404 VS 410—THE TECHNICAL SEO EXPERIMENT

SEO
Content Performance & Optimisation

For years, Google spokespersons have insisted there are small differences in the way 404 and 410 URLs are treated. Despite this, it’s always been unclear how they are really handled.

In fact, Google’s own John Mueller stated that using either 404 or 410 response codes for deleted pages is fine, but 410 response codes can be seen as “more permanent” and work faster than 404 ones. 

This means that Google could remove a 410 page from the index sooner than a 404 page. 

 

 

With limited data available on this topic, the SEO geeks at Reboot wanted to put the two response codes to the test to see exactly how Google handles them. 

 

Hypertext Transfer Protocol (HTTP) & Response Status Codes

Before we dive into our latest SEO experiment, a quick overview of HTTP and response status codes might be useful.

# [Task set]
[a] Write out the 404 vs 410 article word for word, from "In fact, Google’s" to "Google handles them.".
[b] Pick up the 404 vs 410 article after its last sentence and keep writing it.

# [Object point labels]
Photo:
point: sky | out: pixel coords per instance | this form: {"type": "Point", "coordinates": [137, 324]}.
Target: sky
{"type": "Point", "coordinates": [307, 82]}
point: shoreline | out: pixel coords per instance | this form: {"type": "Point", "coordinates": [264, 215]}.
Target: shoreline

# [The replies]
[a]
In fact, Google’s own John Mueller stated that using either 404 or 410 response codes for deleted pages is fine, but 410 response codes can be seen as “more permanent” and work faster than 404 ones. 

This means that Google could remove a 410 page from the index sooner than a 404 page. 

 

 

With limited data available on this topic, the SEO geeks at Reboot wanted to put the two response codes to the test to see exactly how Google handles them.

[b]
Tim Berners-Lee, the British computer scientist who is regarded as the inventor of the World Wide Web, introduced HTTP as a web standard in 1991. These days, virtually all web traffic uses HTTP. 

Although it has evolved since the early 90s, it still forms a core part of the World Wide Web Foundation. It not only helps us access and experience websites, but the protocol is also used by search engines when creating their index, and by developers for a wide range of projects and applications. 

 

Response Status Codes

An HTTP response status code indicates to a user whether a request was completed successfully, and if not, gives information as to why it wasn’t. 

There are a whole host of status codes we could have explored, but we chose to focus on 404 and 410 for this experiment.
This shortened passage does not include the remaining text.